Stored data entries
* * *

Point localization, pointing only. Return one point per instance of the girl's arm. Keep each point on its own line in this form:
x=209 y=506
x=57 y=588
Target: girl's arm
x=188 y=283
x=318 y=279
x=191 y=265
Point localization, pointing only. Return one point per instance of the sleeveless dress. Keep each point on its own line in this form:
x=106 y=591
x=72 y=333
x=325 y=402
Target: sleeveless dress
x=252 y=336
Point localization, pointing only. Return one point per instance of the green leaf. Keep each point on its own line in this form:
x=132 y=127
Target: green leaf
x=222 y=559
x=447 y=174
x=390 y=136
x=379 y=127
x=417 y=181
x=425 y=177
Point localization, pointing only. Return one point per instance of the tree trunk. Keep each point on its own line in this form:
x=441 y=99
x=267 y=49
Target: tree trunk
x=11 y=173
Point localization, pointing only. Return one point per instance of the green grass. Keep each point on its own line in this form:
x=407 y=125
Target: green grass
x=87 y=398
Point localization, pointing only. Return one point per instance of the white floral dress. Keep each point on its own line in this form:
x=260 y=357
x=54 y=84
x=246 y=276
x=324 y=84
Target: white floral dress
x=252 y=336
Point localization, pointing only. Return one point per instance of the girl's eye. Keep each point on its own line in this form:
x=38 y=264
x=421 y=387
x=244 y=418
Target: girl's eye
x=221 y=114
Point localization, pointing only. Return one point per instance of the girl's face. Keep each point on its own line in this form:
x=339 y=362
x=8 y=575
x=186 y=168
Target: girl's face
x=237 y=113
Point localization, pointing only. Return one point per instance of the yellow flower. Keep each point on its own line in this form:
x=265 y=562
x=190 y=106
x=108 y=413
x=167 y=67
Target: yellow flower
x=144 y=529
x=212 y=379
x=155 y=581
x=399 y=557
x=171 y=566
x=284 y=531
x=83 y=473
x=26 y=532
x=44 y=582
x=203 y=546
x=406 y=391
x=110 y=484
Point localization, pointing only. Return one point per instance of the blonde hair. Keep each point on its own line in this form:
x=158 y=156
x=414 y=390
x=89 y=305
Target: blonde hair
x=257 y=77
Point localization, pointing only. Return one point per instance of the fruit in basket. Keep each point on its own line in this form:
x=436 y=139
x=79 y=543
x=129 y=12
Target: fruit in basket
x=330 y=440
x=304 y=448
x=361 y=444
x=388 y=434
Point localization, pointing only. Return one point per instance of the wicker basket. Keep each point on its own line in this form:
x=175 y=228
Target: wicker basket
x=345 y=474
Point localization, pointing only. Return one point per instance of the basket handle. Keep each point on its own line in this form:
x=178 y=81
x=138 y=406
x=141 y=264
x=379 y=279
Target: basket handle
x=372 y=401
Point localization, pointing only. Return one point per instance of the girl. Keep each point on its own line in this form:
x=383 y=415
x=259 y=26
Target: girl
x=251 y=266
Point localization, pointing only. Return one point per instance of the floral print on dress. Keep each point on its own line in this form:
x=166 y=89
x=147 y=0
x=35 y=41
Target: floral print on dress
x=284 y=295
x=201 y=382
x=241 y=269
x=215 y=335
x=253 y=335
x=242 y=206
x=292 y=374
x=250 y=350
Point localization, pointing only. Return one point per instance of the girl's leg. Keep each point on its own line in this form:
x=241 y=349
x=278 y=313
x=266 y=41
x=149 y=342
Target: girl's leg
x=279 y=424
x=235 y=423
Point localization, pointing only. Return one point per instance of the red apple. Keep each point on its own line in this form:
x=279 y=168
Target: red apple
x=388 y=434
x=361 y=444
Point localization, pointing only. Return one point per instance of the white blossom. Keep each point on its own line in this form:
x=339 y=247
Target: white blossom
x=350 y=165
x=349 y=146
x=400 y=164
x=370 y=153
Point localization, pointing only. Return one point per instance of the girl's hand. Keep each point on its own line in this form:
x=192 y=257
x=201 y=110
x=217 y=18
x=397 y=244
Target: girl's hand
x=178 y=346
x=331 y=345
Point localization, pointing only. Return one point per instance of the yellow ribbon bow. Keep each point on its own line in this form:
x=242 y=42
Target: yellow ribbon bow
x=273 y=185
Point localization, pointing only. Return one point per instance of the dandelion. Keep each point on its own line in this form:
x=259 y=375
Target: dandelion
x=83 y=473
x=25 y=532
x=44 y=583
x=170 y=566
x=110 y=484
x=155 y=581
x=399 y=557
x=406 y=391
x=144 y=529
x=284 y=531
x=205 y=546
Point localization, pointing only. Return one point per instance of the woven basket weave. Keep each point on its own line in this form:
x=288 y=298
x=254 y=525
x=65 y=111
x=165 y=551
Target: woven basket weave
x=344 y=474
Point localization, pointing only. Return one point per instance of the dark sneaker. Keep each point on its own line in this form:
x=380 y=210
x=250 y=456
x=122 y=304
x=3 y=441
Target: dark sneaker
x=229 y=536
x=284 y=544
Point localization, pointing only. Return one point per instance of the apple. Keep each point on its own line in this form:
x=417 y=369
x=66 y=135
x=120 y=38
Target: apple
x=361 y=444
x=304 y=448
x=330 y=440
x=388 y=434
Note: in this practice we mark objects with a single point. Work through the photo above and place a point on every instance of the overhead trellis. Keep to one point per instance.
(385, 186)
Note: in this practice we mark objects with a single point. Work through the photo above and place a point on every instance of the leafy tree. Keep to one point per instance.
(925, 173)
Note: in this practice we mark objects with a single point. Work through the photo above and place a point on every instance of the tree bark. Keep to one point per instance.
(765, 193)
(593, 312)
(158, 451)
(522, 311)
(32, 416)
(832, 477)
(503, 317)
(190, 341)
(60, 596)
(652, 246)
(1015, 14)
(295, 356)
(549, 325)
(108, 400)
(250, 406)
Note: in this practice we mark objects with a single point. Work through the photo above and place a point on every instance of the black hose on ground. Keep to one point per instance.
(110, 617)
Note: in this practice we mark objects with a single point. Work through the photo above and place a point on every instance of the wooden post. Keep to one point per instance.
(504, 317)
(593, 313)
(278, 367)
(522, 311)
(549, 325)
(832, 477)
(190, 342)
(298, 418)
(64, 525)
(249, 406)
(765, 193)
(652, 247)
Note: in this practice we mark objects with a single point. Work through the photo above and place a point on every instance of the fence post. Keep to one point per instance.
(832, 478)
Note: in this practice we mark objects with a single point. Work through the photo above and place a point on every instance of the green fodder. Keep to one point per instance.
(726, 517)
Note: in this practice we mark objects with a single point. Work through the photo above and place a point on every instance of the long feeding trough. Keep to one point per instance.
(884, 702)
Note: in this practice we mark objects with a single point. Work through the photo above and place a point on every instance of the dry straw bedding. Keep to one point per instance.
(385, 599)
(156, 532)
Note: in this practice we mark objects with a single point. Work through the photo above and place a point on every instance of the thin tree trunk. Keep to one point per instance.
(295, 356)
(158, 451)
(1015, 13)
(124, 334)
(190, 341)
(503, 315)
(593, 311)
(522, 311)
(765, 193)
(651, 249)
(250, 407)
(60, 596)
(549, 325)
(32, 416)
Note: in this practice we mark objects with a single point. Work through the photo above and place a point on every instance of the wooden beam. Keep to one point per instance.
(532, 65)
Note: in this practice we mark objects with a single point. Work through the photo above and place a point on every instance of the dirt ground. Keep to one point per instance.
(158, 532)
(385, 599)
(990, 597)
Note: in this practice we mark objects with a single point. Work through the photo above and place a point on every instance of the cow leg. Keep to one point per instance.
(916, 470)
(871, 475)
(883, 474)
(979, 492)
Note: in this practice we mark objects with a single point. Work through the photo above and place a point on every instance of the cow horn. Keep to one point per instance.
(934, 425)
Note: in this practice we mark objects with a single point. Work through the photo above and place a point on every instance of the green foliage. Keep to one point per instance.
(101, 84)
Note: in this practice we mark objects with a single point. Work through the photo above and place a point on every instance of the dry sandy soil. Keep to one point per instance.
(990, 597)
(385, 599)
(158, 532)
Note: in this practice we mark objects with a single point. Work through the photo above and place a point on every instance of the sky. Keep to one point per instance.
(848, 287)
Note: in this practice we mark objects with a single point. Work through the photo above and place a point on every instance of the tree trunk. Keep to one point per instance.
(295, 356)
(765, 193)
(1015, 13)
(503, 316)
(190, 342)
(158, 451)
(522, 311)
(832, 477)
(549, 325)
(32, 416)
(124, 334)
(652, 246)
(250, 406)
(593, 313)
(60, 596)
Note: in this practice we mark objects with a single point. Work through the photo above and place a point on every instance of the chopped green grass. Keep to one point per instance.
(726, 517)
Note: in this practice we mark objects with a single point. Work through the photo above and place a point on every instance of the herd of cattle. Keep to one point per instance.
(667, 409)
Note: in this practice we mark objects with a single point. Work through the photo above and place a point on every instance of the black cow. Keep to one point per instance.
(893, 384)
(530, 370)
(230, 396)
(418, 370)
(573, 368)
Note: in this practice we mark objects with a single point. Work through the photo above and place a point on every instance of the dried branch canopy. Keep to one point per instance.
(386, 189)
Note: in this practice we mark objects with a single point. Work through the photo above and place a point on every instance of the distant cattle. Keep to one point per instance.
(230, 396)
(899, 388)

* * *

> Assigned task
Reproduce the records above line by line, without any change, up to and including the line that holds "x=132 y=127".

> Your solution
Point localization, pointing only. Return one point per instance of the girl's arm. Keep each point on its own line in this form:
x=209 y=506
x=57 y=588
Target: girl's arm
x=188 y=283
x=318 y=279
x=191 y=265
Point localization, pointing only. Return one point per instance of the sleeveless dress. Keep each point on its own line in this form:
x=106 y=591
x=72 y=333
x=325 y=402
Target: sleeveless dress
x=252 y=336
Point localization, pointing only. Return one point per instance of the green leaf. Keep each point on its own line in this form:
x=132 y=127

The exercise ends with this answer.